Objective: Recast every line of the items below as a Markdown table with the columns Row and Text. Number the rows in order and leave out blank lines.

Stored rows:

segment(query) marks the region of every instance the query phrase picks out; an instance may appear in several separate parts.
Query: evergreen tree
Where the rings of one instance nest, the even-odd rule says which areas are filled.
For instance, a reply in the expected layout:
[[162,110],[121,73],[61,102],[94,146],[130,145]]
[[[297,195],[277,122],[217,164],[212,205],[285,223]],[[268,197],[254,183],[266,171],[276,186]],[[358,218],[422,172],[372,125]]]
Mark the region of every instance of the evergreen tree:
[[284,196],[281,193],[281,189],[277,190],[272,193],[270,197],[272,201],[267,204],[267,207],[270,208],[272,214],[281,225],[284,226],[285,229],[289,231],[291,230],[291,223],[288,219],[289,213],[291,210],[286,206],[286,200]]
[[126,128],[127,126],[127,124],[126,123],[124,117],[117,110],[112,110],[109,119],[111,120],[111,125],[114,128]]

Exercise solution:
| Row | Text |
|---|---|
| 1 | segment(query) marks the region of every instance the query phrase picks out; an instance may appear in several separate parts. |
| 2 | Query: evergreen tree |
| 3 | Where the rings of one instance nest, the even-odd rule says which areas are filled. |
| 4 | For instance, a reply in the expected layout: |
| 5 | [[162,110],[121,73],[61,102],[94,146],[130,145]] |
| 6 | [[[297,195],[277,122],[217,164],[212,205],[285,223]],[[268,197],[254,183],[266,171],[276,186]],[[358,218],[422,172],[372,125]]] |
| 7 | Mark the region of every instance of the evergreen tree: |
| 8 | [[284,196],[281,193],[281,189],[277,190],[272,193],[270,197],[272,201],[267,204],[267,207],[270,208],[272,214],[281,225],[284,226],[285,229],[289,231],[291,230],[291,223],[288,219],[289,213],[291,210],[286,206],[286,200]] |
| 9 | [[126,128],[127,126],[127,124],[126,123],[124,117],[117,110],[112,110],[109,119],[111,120],[111,125],[114,128]] |